Passage for review =
····················
Back to Projects List
Discuss our experiences and thoughts on the DICOM SEG standard.
Compare notes, benchmarks, and experience with interoperability and performance of DICOM SEG instances across platforms. Evaluate the extent to which any observed performance issues are inherent in the format or simply inefficient implementations. Consider proposals to improve the standard to address any inherent issues.
Performed timings with various methods to load segmentations in Slicer
We had several conversations about the importance of DICOM for organizing derived data from quantitative analysis, conversations which underlined the point of defining efficient implementations.
In discussion with machine learning researchers, e.g. developers and users of tools like TotalSegmentator, the number of segments is set increase rapidly, perhaps doubling within months to 200 or more, and with over 1000 segments expected within a year.
Example code to load with pydicom-seg
vi Slicer 5.2.1 python console:
try:
import pydicom_seg
except ModuleNotFoundError:
pip_install("pydicom_seg")
import pydicom
import pydicom_seg
import SimpleITK as sitk
dcm = pydicom.dcmread('/Users/pieper/slicer/latest/pydicom-seg/ABD_LYMPH_008_SEG.dcm') # 19 seconds
reader = pydicom_seg.MultiClassReader()
result = reader.read(dcm)
image_data = result.data # directly available
image = result.image # lazy construction
sitk.WriteImage(image, '/tmp/segmentation.nrrd', True)
seg = slicer.util.loadSegmentation('/tmp/segmentation.nrrd')
for segmentID in seg.GetSegmentation().GetSegmentIDs():
segmentIndex = int(segmentID.split("_")[1])
description = result.segment_infos[segmentIndex].SegmentDescription
seg.GetSegmentation().GetSegment(segmentID).SetName(description)
The DICOM SEG standard has been around for several years and has been implemented as part of several tools in various languages:
While interoperability has generally been good, performance of these SEG implementation has in general been orders of magnitude slower than research formats (e.g. nii.gz, nrrd, or seg.nrrd) at supporting segmentation use cases such as using segmentation data for machine learning. For example, this notebook shows that decoding a TotalSegmentator result from DICOM SEG with approximately 100 segments can take several minutes and consume very large amounts of memory for a segmentation that takes less than a second to read from a research format.
Poor performance is due to at least two factors:
We are interested in how the benefits of DICOM (standardized encoding, rich metadata, coded concepts, etc) can coexist with efficient read-write performance for real-world use cases.
····················
Data section =
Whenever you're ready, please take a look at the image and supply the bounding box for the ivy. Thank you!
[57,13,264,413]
····················
Task = Quote the DICOM SEG project page verbatim, beginning at the words "image_data = result.data" and stopping after "seg.GetSegmentation().GetSegment(segmentID).SetName(description)". The data has no role in this exercise.

Expected answer =
image_data = result.data # directly available
image = result.image # lazy construction
sitk.WriteImage(image, '/tmp/segmentation.nrrd', True)
seg = slicer.util.loadSegmentation('/tmp/segmentation.nrrd')
for segmentID in seg.GetSegmentation().GetSegmentIDs():
segmentIndex = int(segmentID.split("_")[1])
description = result.segment_infos[segmentIndex].SegmentDescription
seg.GetSegmentation().GetSegment(segmentID).SetName(description)